_GOAL OF THE EXERCISE_
Start at the line with "box: [1138, 368, 1366, 471]" in the records below, stop at the line with "rough mask: <svg", and return every line in that span exactly, the two end lines included.

______________________________

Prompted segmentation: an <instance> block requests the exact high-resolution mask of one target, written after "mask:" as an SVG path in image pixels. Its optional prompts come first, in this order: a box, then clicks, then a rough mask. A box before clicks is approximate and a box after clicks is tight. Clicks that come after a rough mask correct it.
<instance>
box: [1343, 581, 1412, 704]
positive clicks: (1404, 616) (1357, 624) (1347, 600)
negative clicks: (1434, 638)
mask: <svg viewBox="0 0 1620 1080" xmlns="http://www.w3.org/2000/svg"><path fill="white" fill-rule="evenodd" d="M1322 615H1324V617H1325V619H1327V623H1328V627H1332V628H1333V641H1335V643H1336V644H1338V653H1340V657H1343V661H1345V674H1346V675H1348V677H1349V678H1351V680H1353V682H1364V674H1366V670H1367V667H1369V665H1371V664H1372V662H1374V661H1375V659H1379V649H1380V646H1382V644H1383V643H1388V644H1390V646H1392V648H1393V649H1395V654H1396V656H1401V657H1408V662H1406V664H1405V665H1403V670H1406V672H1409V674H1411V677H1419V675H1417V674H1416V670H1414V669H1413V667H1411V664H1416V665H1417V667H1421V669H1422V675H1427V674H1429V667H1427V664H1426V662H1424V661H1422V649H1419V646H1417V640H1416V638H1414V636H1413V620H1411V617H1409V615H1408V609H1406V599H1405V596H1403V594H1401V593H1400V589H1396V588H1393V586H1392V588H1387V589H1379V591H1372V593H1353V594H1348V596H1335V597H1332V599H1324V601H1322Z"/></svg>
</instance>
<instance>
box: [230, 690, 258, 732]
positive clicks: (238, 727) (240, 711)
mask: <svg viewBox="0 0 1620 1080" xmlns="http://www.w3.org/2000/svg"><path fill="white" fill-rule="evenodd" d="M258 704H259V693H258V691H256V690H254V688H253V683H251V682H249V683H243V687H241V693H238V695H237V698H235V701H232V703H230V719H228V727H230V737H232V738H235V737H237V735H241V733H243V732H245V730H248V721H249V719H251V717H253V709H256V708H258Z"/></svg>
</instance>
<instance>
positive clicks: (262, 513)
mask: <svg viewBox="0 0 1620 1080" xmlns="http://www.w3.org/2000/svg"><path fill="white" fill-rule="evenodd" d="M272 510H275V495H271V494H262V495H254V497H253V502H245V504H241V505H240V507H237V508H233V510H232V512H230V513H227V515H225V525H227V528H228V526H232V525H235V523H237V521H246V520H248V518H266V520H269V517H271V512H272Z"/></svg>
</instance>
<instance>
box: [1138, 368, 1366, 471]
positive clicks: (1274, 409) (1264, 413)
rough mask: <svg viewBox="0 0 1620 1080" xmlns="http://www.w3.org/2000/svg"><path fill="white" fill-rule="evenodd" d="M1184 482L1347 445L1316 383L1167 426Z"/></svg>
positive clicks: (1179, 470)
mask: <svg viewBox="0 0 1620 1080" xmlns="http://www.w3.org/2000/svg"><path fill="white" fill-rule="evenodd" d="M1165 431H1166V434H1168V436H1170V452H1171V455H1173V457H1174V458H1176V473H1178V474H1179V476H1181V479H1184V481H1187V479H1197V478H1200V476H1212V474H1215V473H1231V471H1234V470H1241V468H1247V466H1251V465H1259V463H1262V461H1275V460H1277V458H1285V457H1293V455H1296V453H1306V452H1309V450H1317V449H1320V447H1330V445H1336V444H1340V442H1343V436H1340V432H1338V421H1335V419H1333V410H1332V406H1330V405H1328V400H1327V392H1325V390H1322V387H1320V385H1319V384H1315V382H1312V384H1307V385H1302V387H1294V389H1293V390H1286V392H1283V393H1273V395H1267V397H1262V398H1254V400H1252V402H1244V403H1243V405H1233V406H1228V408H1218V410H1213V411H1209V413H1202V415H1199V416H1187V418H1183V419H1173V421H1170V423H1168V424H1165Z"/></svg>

______________________________

_RESPONSE BELOW_
box: [1138, 368, 1366, 471]
positive clicks: (1274, 409) (1264, 413)
rough mask: <svg viewBox="0 0 1620 1080" xmlns="http://www.w3.org/2000/svg"><path fill="white" fill-rule="evenodd" d="M1184 482L1347 445L1316 383L1167 426Z"/></svg>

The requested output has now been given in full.